▶ **Reading text**
When Paul and Kristi Marshall imagine their retirement, they see a farmhouse overlooking a thriving muscadine vineyard, a pear orchard, a field of Christmas trees, perhaps even a juice processing plant and bed-and-breakfast cabins.

Fifth-generation farmers, the Marshalls bought a tobacco farm near Reidsville in 1989. Though both left the farming life for what they call “public jobs” — her as a systems analyst and him as a designer for an electronics manufacturer — they always hoped to return to the land.

Among their goals: giving their children and grandchildren the kind of intangible quality-of-life benefits they enjoyed while growing up in rural Rockingham County and providing themselves with a fruitful retirement.

As the two have worked over the past decade to turn their dreams into reality, they’ve often enlisted the help of agents with North Carolina Cooperative Extension’s Rockingham County Center and of agricultural specialists at N.C. State University.

Indeed, agriculture agent Kathryn Holmes has often been at their right hand, delivering advice on everything from farm business planning to pest management to safety.

As Paul puts it, “Kathryn came out and we walked the farm with us in 2001, and we started talking about what we could grow here. Kathryn’s really been involved since we started transitioning from tobacco to where we are at today.”

She advised the Marshalls on how to prepare their soil for grape growing. She was there the day  they planted their first muscadine grapes. And she even volunteered them to help other area grape growers harvest their crops, just so they’d get a real understanding of the hard work involved.

“Over the years, Kathryn has advised us on the more progressive ways, or the better ways, of doing things,” Paul says.

“And also the most economical, the most efficient,” Kristi is quick to add. “I think that’s nice because some farmers — including us — don’t have lots of money sometimes. You may have the land, you may have the family farm, but you might not have a lot of financial resources. So you might have to start small.”

▶ **Provided data**
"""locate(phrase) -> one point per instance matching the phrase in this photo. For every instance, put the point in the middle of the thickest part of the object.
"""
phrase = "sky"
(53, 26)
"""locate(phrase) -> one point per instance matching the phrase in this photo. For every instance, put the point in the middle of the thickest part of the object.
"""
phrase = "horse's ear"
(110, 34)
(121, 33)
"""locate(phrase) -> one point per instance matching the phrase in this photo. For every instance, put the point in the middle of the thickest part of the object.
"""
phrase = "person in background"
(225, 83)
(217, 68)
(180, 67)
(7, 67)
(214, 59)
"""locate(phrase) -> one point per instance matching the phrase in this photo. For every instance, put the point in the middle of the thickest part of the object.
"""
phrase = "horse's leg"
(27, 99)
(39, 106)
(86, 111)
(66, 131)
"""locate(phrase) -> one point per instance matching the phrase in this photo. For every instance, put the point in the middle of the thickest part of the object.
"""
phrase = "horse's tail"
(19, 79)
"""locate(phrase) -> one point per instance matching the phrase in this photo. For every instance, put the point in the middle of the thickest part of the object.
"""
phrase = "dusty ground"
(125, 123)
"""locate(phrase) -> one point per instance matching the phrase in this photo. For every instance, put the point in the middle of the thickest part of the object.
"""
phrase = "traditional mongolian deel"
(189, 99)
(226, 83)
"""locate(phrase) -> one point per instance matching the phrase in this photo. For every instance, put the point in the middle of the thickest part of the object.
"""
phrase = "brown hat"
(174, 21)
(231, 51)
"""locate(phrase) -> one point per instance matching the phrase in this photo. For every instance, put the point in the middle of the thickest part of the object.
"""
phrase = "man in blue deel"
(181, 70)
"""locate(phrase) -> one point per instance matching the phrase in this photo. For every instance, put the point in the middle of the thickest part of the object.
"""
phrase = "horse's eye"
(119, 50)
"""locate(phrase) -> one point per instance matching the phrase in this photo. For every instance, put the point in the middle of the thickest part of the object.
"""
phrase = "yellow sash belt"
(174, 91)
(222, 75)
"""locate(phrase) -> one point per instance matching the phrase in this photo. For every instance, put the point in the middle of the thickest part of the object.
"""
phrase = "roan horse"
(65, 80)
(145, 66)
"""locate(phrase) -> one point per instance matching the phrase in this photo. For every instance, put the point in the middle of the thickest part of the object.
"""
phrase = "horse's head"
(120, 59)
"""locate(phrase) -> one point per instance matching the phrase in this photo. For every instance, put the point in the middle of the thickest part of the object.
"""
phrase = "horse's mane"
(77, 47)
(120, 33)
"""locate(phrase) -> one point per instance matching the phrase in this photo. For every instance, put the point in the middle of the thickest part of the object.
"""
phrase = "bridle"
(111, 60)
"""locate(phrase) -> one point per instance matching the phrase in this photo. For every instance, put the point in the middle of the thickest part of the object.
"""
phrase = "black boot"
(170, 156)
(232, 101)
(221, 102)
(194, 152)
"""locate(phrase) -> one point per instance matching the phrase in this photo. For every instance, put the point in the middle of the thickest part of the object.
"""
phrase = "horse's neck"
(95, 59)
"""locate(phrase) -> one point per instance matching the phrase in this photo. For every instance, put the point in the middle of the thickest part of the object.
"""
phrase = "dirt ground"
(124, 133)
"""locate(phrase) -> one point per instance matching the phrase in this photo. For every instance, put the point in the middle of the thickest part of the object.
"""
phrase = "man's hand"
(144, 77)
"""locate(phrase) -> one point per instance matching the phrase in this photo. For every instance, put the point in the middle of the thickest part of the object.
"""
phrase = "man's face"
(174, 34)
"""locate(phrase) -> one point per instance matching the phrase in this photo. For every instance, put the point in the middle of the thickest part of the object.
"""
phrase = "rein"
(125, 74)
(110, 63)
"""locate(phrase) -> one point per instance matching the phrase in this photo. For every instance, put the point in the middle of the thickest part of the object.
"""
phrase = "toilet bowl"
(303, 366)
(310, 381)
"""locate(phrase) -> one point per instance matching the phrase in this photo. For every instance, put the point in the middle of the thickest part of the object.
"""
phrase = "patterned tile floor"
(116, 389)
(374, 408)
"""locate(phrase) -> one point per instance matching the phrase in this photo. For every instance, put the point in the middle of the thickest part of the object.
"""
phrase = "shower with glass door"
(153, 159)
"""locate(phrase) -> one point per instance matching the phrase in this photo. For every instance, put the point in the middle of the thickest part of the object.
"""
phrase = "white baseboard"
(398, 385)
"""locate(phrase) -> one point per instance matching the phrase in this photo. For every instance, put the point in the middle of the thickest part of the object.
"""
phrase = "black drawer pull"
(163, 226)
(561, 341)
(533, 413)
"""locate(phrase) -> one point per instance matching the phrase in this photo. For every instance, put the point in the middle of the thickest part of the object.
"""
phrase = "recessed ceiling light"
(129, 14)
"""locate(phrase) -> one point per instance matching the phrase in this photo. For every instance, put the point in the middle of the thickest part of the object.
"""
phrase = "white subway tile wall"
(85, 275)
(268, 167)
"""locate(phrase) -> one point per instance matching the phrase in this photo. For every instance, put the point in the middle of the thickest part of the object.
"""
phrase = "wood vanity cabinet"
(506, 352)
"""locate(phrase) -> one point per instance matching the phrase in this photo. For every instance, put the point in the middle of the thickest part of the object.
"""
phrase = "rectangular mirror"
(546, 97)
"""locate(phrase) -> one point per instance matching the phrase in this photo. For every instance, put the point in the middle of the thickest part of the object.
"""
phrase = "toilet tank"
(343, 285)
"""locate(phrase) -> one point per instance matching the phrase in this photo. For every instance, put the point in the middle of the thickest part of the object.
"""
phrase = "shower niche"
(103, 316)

▶ **Job**
Answer these questions about the Marshall farm text:
1. In what year did the Marshalls buy a tobacco farm near Reidsville?
2. What work did Kristi do in her "public job"?
3. For what kind of growing did Kathryn Holmes advise the Marshalls to prepare their soil?
Rely only on the text when you answer.

▶ **Solution to this problem**
1. 1989
2. She worked as a systems analyst.
3. Grape growing